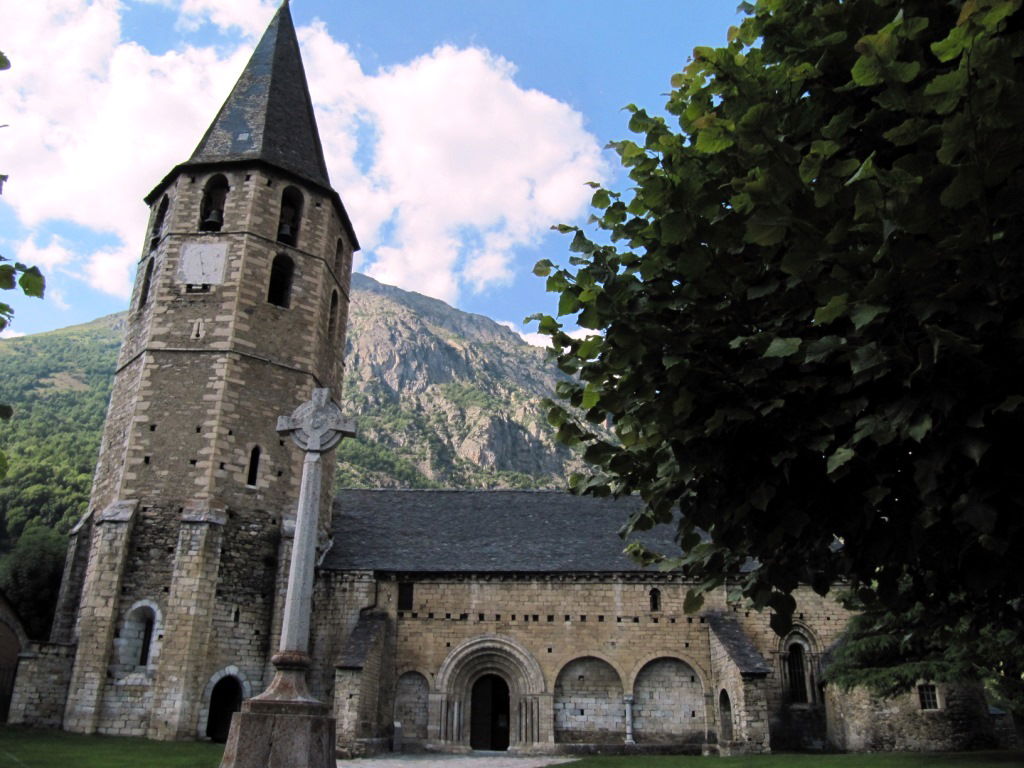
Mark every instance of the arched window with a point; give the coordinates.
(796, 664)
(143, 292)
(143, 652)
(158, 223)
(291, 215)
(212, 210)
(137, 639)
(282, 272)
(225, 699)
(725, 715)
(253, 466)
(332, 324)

* * *

_Work task_: Set the entries down exactly, but not the pictures.

_Written response_:
Mark every instance of the arched window with a point; give the coordinates.
(796, 664)
(143, 292)
(143, 652)
(158, 223)
(291, 215)
(212, 210)
(137, 639)
(282, 272)
(225, 699)
(725, 715)
(253, 466)
(332, 324)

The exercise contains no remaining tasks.